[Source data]
----------------------------------------

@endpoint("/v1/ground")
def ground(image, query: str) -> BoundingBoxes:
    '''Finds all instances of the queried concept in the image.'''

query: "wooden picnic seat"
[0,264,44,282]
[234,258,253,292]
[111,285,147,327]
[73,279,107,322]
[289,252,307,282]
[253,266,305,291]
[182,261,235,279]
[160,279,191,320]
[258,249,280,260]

----------------------------------------

=== Work required ===
Repeat each record exactly. Omit nothing.

=== Complete output ===
@endpoint("/v1/ground")
def ground(image, query: str) -> BoundingBoxes:
    '''Finds all instances of the queried concept in the image.'''

query: "wooden picnic seat"
[0,264,44,282]
[234,258,253,292]
[111,285,147,327]
[73,279,107,322]
[289,252,307,282]
[253,266,305,291]
[182,261,235,279]
[160,279,191,320]
[258,249,280,260]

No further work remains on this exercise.